● Aim:
Collect every line in the rows below that holds the word "calm" and copy each of those lines out in full.

● Data supplied:
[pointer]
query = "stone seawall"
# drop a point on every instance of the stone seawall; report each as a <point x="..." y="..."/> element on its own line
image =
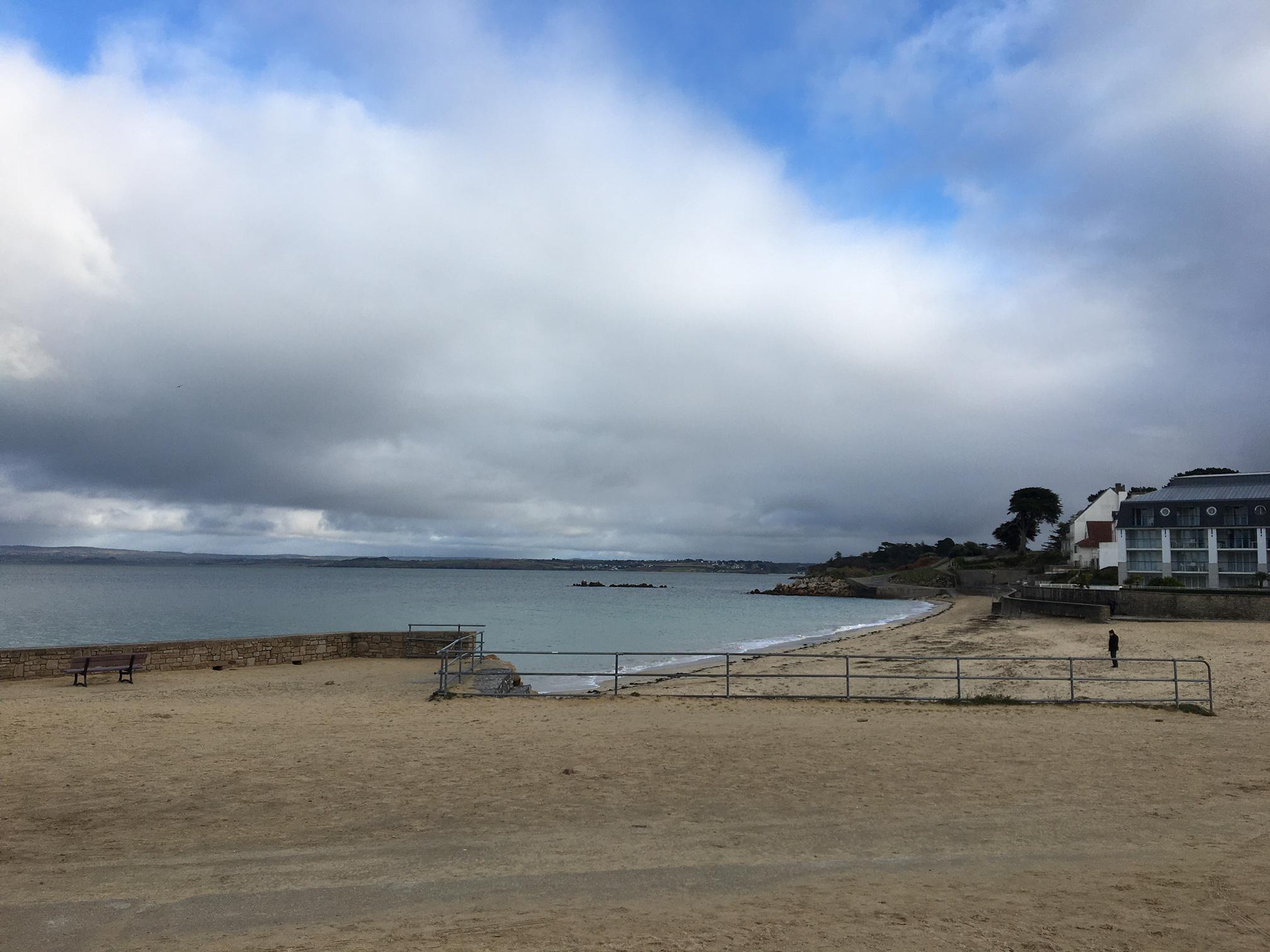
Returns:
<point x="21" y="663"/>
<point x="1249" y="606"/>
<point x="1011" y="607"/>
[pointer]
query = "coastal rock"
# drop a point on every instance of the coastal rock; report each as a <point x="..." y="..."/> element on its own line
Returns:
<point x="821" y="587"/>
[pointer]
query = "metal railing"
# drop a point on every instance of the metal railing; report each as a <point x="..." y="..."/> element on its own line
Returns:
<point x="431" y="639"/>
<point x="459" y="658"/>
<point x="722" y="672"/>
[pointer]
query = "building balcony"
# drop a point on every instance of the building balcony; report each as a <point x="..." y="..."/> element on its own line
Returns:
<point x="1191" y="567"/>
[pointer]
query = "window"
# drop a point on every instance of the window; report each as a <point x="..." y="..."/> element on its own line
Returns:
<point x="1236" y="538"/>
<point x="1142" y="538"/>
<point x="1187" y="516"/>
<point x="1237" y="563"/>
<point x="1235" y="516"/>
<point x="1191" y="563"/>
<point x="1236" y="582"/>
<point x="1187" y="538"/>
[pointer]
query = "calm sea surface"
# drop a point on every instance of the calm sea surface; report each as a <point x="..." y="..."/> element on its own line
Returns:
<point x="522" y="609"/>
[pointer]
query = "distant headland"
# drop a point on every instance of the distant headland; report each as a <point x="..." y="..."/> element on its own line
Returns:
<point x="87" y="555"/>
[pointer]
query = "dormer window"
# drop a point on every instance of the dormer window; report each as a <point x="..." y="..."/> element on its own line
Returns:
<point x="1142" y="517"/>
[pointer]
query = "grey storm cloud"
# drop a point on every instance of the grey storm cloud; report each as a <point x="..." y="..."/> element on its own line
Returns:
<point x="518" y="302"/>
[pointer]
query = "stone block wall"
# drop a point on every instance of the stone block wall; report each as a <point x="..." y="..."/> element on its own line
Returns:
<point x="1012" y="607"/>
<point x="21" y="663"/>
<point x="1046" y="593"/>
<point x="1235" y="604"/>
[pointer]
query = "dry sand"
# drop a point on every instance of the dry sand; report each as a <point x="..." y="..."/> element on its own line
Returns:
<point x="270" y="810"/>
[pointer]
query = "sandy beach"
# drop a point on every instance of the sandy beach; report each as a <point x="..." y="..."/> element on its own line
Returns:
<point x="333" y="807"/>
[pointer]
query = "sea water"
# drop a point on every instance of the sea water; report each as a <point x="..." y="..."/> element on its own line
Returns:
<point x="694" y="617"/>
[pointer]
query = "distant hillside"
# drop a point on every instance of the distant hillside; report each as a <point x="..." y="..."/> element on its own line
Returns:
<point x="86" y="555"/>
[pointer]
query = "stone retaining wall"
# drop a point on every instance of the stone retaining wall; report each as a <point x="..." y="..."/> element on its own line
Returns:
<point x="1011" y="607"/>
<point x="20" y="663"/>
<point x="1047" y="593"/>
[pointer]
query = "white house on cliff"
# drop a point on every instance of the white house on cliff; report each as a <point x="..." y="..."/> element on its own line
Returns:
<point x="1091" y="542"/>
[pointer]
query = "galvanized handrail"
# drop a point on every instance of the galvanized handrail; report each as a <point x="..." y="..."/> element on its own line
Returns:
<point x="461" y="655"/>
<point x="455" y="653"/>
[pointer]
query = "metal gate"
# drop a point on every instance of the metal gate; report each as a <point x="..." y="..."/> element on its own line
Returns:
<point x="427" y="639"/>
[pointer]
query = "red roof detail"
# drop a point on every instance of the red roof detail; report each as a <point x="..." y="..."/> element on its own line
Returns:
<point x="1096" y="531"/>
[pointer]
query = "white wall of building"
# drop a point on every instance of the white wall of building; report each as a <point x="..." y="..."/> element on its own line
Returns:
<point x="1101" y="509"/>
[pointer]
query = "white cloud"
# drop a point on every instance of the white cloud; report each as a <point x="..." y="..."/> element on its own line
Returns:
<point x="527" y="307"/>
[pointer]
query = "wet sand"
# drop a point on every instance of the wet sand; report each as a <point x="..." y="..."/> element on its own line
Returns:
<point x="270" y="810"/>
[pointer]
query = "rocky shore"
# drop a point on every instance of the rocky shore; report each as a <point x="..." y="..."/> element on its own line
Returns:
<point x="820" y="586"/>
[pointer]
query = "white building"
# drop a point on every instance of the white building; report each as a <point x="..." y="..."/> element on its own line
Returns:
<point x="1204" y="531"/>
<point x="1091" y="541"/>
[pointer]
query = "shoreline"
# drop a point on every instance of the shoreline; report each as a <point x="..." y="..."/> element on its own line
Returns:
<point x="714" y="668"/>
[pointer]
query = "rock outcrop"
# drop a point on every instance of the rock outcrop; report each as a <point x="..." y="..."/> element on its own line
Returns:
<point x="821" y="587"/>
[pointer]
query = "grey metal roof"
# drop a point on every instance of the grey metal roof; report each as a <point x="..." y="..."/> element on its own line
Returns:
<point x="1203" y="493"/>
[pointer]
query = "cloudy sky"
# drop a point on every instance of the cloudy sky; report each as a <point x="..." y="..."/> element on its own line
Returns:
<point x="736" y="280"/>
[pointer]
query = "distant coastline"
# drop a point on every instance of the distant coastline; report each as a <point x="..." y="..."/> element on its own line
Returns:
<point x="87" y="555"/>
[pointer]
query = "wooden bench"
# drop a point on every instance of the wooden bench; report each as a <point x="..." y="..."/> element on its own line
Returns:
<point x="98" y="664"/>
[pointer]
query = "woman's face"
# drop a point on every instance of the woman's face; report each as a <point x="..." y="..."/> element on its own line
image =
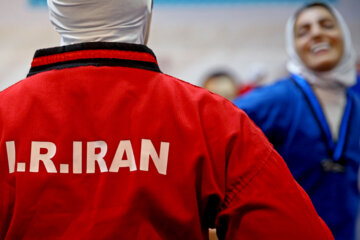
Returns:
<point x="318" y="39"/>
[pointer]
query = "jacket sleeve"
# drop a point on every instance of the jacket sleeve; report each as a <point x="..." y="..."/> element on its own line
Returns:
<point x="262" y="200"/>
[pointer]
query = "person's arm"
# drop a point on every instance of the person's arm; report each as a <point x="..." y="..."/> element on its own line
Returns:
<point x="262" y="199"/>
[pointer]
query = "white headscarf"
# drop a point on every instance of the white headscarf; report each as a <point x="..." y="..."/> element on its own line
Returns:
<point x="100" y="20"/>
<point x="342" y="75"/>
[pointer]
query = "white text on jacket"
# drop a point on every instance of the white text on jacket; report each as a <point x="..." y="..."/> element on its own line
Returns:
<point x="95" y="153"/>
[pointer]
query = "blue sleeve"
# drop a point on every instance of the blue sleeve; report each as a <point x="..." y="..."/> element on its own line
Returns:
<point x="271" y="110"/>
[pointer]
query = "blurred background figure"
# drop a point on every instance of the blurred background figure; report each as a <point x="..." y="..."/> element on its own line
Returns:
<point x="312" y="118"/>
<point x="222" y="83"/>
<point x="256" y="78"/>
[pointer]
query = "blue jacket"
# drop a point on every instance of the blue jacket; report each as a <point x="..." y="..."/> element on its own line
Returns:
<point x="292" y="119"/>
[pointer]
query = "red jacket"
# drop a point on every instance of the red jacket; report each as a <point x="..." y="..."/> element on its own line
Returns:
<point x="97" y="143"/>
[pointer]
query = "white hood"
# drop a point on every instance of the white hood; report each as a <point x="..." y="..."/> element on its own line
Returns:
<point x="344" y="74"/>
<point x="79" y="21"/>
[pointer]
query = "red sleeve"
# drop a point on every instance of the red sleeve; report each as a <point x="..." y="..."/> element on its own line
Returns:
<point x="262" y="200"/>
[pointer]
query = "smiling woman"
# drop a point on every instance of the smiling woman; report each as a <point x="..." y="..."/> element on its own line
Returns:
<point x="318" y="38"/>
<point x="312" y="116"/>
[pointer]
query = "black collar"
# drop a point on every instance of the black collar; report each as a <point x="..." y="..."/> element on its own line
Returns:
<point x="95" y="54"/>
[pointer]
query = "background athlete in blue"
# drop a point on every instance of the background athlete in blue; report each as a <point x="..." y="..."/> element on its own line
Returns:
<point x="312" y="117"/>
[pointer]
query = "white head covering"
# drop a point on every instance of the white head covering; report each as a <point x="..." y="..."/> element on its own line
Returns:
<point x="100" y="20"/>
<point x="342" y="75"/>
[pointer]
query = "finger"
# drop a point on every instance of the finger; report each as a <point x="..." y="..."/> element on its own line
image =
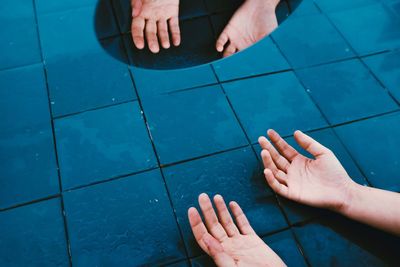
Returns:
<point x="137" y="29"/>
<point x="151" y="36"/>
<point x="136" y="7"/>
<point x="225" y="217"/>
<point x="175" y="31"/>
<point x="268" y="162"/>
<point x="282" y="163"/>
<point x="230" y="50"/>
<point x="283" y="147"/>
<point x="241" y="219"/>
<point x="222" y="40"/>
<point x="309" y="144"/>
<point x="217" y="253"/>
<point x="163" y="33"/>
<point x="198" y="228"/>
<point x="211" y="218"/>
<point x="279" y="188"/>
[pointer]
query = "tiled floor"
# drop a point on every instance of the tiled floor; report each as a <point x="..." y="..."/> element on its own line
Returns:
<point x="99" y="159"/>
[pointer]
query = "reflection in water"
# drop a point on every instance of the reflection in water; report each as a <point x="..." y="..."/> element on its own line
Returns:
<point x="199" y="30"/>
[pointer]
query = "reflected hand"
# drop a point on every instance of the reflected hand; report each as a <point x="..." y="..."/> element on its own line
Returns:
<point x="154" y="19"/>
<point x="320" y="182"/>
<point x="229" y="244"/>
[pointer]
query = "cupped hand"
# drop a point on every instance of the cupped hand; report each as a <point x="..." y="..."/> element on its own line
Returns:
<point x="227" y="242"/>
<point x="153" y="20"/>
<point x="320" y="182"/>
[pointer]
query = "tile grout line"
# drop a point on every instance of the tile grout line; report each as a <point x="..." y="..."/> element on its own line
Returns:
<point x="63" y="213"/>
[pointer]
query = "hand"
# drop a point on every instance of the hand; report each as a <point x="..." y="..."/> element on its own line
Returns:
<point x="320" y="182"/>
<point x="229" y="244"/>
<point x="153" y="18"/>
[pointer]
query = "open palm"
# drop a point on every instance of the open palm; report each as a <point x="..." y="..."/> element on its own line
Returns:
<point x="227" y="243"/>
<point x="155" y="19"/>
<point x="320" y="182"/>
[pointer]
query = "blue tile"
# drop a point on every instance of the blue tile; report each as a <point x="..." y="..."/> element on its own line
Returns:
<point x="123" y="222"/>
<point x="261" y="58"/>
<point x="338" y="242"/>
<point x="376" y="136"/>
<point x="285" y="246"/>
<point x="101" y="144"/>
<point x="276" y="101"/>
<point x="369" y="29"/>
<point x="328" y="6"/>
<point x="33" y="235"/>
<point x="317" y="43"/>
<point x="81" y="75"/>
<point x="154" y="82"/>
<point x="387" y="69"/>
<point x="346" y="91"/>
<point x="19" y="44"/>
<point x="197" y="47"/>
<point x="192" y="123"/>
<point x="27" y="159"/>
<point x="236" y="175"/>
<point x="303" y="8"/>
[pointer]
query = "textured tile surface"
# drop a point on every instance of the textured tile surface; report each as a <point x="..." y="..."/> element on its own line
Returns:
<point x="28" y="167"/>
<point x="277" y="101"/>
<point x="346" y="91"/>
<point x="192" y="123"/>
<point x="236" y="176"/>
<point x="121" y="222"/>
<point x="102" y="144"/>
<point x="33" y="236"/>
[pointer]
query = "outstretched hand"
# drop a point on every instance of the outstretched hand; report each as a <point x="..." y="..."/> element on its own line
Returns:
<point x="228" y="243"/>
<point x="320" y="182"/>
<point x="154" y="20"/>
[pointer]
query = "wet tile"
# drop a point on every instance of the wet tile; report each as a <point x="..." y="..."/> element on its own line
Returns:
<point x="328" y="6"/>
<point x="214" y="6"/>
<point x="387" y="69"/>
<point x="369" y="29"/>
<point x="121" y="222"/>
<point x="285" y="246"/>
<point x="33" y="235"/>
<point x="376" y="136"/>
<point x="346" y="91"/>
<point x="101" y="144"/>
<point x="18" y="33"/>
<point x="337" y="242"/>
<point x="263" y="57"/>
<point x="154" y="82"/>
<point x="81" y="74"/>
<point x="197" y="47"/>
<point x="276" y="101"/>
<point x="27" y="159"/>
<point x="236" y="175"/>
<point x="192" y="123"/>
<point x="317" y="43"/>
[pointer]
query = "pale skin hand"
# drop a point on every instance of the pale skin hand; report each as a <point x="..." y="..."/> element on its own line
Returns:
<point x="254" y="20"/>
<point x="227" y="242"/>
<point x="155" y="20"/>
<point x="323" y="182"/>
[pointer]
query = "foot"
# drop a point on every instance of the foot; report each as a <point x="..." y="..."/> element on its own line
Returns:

● Answer for this exercise:
query = "calm sea surface"
# drop a point on every instance of the calm sea surface; report each as a <point x="..." y="..."/> element on its own line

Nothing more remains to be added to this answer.